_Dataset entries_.
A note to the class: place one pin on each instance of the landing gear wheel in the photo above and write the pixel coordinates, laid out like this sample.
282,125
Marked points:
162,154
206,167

_TRY IT_.
Each record above has to be retyped exactly, with nothing left out.

_WRITTEN SOLUTION_.
A note to the class: place one pin on each instance of the landing gear wheel in the photo above and write the pixel coordinates, laid out like this sample.
282,125
Marked points:
162,154
206,167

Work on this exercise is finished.